Task instructions:
(1) Repeat the passage from the build notes, beginning at the words that contain "Quick build (skip" and stopping after "EXistClassLoader in exist-start).".
(2) Name every Maven profile that the build notes mention.

Document excerpt:

begin

Quick build (skip tests)

JAVA_HOME=$(/usr/libexec/java_home -v 21) \
  mvn -T1.5C clean install -DskipTests -Ddependency-check.skip=true -Ddocker=false \
  -Pskip-build-dist-archives

On macOS, -P skip-build-dist-archives also suppresses the .app bundle and DMG (sets skip.mac.dist=true internally). Use -P '!mac-dmg-on-mac' only if you want the archives but not the DMG.

Build a single module

mvn install -pl exist-core -am -DskipTests -Ddependency-check.skip=true -Ddocker=false

The -am (also-make) flag is required — exist-core has cross-module dependencies (e.g., EXistClassLoader in exist-start).

Run tests

# XQSuite tests (XQuery test framework)
mvn test -pl exist-core -Dtest="xquery.xquery3.XQuery3Tests" -Ddependency-check.skip=true -Ddocker=false

# Full unit test suite
mvn test -pl exist-core -Ddependency-check.skip=true -Ddocker=false

# Specific JUnit test class
mvn test -pl exist-core -Dtest="org.exist.xquery.XPathQueryTest" -Ddependency-check.skip=true -Ddocker=false

Distribution artifacts (zip, tar.bz2, DMG)

Produces release archives and platform-specific packages. Output lands in exist-distribution/target/.

JAVA_HOME=$(/usr/libexec/java_home -v 21) \
  mvn -T1.5C clean package \
  -pl exist-distribution -am \
  -DskipTests \
  -Ddependency-check.skip=true \
  -Ddocker=false \
  -Drevision=7.0.0-SNAPSHOT

macOS: the mac-dmg-on-mac profile is active by default and produces an unsigned .app bundle and DMG. Suppress both with -P '!mac-dmg-on-mac'. For the fully signed and notarized DMG used in releases, see exist-versioning-release.md.

Linux: the mac-dmg-on-unix profile is active by default on non-CI Linux machines (suppressed when env.CI=true) and produces an unsigned DMG. Requires hfsplus-tools (apt-get install hfsprogs hfsplus / yum install hfsutils hfsplus-tools); warns and skips gracefully if missing. Suppress with -P '!mac-dmg-on-unix'.

end

Object location annotation records
begin

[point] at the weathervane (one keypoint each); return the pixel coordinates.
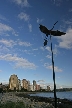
(51, 33)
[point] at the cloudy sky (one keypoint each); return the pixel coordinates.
(21, 42)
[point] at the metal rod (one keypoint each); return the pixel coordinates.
(53, 76)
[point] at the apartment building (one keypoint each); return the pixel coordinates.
(13, 82)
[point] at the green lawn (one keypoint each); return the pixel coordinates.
(13, 105)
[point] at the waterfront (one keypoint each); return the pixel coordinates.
(61, 95)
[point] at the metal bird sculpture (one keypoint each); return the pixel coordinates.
(50, 32)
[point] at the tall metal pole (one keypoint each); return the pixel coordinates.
(53, 75)
(53, 70)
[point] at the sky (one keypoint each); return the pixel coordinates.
(21, 41)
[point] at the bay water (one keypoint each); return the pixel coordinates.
(61, 95)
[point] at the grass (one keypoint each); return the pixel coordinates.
(13, 105)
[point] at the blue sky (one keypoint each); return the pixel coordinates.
(21, 42)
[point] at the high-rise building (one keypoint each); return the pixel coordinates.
(34, 85)
(25, 84)
(13, 82)
(48, 88)
(28, 85)
(19, 82)
(37, 87)
(34, 82)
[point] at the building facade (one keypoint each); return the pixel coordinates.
(13, 82)
(48, 88)
(37, 87)
(19, 84)
(25, 84)
(34, 85)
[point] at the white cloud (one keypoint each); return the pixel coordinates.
(11, 43)
(48, 48)
(35, 49)
(41, 81)
(23, 3)
(46, 65)
(48, 56)
(27, 52)
(69, 22)
(57, 2)
(24, 43)
(30, 27)
(70, 10)
(24, 16)
(0, 70)
(5, 28)
(55, 50)
(19, 62)
(42, 48)
(3, 18)
(39, 20)
(65, 41)
(8, 43)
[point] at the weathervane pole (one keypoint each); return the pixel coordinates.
(53, 75)
(53, 71)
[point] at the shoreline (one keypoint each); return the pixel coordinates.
(61, 103)
(34, 101)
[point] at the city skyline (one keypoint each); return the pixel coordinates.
(21, 41)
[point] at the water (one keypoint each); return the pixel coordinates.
(61, 95)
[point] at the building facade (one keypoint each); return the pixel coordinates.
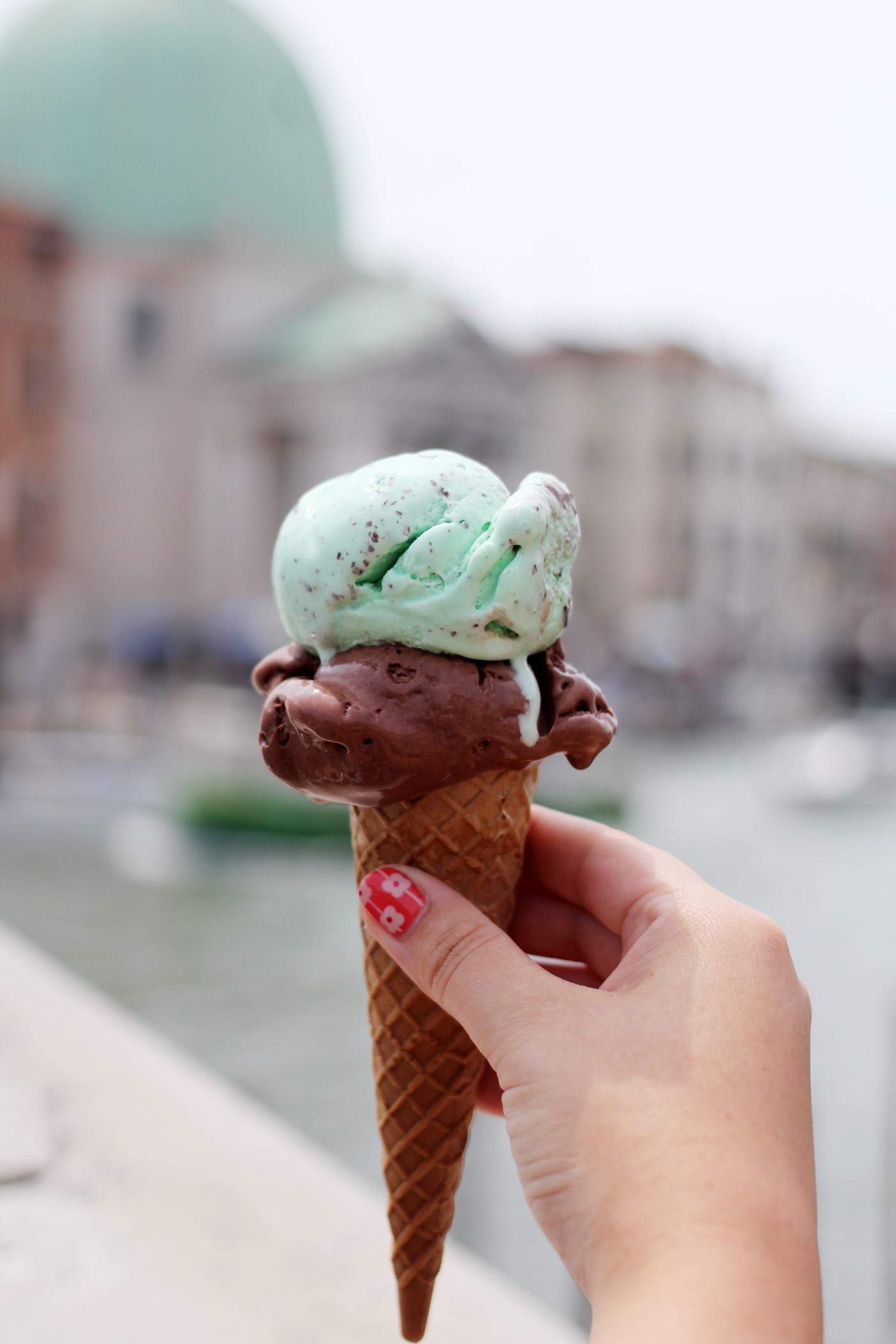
(677, 468)
(33, 271)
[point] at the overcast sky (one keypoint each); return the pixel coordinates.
(572, 168)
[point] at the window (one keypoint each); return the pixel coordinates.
(36, 380)
(46, 246)
(144, 331)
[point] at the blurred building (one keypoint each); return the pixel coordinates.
(203, 348)
(838, 597)
(33, 262)
(222, 351)
(677, 465)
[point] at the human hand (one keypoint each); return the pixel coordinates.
(655, 1084)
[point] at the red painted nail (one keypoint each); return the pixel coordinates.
(392, 899)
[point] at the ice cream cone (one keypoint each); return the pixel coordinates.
(426, 1069)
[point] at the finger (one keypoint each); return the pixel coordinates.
(490, 1094)
(589, 865)
(573, 972)
(453, 952)
(547, 926)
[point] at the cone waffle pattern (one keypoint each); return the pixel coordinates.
(426, 1069)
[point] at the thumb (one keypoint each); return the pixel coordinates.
(452, 952)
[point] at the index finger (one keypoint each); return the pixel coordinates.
(594, 866)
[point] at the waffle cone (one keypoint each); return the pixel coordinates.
(426, 1069)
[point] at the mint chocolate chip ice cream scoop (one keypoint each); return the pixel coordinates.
(428, 563)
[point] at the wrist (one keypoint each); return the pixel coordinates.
(744, 1284)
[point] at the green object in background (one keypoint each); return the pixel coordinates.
(242, 808)
(167, 122)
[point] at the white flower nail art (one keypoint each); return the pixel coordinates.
(391, 918)
(396, 884)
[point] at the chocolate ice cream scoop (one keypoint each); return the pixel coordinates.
(382, 723)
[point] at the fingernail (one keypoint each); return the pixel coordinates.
(392, 901)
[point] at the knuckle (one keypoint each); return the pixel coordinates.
(452, 952)
(770, 938)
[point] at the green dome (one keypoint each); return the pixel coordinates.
(163, 120)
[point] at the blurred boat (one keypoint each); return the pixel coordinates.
(845, 761)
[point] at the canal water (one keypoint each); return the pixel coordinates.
(248, 956)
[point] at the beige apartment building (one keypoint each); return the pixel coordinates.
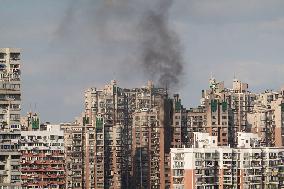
(10, 130)
(246, 166)
(42, 157)
(124, 138)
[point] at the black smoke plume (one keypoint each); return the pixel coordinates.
(161, 50)
(130, 35)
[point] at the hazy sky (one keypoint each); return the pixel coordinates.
(70, 45)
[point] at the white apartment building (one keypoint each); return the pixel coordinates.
(10, 99)
(207, 165)
(42, 159)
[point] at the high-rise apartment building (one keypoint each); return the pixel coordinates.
(207, 165)
(124, 138)
(10, 130)
(42, 157)
(267, 117)
(80, 162)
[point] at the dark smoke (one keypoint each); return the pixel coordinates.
(127, 35)
(161, 50)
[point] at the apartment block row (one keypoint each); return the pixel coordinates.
(206, 165)
(142, 138)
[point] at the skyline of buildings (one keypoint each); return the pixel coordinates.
(127, 137)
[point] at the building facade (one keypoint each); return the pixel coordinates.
(10, 100)
(42, 157)
(246, 166)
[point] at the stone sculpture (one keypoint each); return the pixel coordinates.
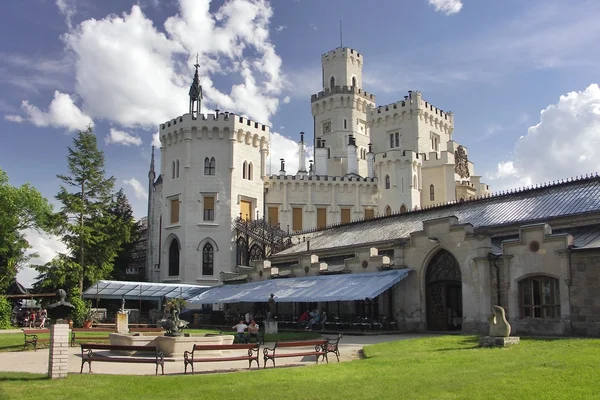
(499, 326)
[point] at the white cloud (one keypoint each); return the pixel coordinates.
(563, 144)
(447, 7)
(146, 73)
(286, 148)
(123, 138)
(62, 113)
(138, 190)
(46, 246)
(14, 118)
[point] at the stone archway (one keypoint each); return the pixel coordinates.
(443, 293)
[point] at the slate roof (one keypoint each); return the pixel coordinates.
(539, 204)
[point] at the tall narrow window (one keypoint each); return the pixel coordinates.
(321, 218)
(274, 216)
(209, 208)
(207, 259)
(345, 216)
(209, 166)
(174, 211)
(174, 258)
(539, 297)
(297, 219)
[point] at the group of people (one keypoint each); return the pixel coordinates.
(313, 319)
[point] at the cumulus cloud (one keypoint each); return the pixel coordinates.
(138, 190)
(286, 148)
(46, 247)
(564, 143)
(447, 7)
(123, 138)
(62, 113)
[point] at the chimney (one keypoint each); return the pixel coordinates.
(321, 158)
(282, 169)
(301, 156)
(371, 162)
(352, 156)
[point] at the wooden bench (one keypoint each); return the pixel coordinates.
(31, 337)
(190, 357)
(107, 332)
(332, 346)
(319, 350)
(88, 355)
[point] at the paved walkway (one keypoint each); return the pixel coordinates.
(37, 361)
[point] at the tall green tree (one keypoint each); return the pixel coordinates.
(132, 232)
(21, 208)
(91, 232)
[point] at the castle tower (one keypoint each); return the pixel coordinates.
(341, 109)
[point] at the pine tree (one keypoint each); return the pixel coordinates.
(87, 223)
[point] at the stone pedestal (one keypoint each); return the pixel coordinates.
(270, 327)
(498, 341)
(58, 359)
(122, 322)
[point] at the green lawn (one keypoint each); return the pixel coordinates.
(445, 367)
(14, 341)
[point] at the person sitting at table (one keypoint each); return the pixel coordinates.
(240, 328)
(253, 331)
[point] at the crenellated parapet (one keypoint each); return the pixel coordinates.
(224, 126)
(352, 90)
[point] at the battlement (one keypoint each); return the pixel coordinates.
(340, 52)
(342, 90)
(412, 101)
(392, 155)
(217, 126)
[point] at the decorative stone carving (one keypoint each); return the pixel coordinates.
(499, 326)
(461, 162)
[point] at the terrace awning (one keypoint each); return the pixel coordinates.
(312, 288)
(141, 290)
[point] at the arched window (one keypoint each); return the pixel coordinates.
(207, 259)
(174, 258)
(539, 297)
(209, 166)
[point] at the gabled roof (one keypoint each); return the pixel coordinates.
(541, 204)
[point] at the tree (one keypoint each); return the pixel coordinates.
(132, 231)
(89, 229)
(21, 208)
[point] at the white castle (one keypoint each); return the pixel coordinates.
(368, 160)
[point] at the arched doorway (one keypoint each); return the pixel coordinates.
(443, 291)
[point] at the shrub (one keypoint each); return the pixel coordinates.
(5, 313)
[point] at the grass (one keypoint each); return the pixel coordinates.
(445, 367)
(14, 341)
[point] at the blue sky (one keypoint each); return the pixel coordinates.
(126, 66)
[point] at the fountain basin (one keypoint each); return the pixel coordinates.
(170, 346)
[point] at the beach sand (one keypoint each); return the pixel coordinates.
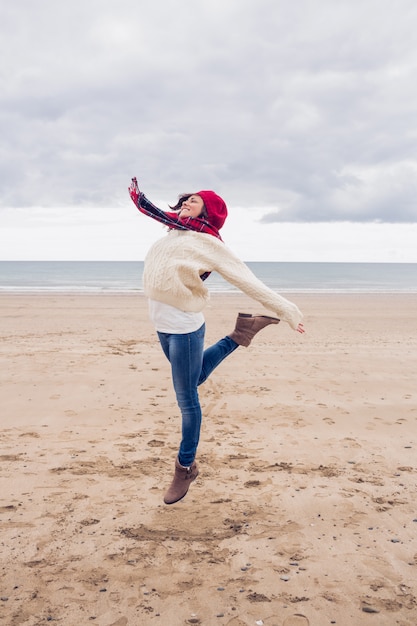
(305, 508)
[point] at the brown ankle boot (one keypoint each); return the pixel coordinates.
(183, 477)
(248, 325)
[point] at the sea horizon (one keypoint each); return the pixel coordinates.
(281, 276)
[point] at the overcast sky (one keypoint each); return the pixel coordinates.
(302, 114)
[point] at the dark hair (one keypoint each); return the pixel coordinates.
(182, 198)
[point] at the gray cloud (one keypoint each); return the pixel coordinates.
(305, 109)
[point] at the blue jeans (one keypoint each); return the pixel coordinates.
(191, 365)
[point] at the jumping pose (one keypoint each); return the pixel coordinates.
(175, 271)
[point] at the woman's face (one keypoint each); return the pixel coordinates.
(192, 207)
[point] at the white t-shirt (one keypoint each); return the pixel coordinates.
(169, 319)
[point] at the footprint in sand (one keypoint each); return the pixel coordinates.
(296, 620)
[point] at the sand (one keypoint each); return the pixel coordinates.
(305, 508)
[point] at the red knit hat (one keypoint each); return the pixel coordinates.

end

Expected responses:
(1)
Quick build (skip tests)

JAVA_HOME=$(/usr/libexec/java_home -v 21) \
  mvn -T1.5C clean install -DskipTests -Ddependency-check.skip=true -Ddocker=false \
  -Pskip-build-dist-archives

On macOS, -P skip-build-dist-archives also suppresses the .app bundle and DMG (sets skip.mac.dist=true internally). Use -P '!mac-dmg-on-mac' only if you want the archives but not the DMG.

Build a single module

mvn install -pl exist-core -am -DskipTests -Ddependency-check.skip=true -Ddocker=false

The -am (also-make) flag is required — exist-core has cross-module dependencies (e.g., EXistClassLoader in exist-start).

(2) skip-build-dist-archives, mac-dmg-on-mac, mac-dmg-on-unix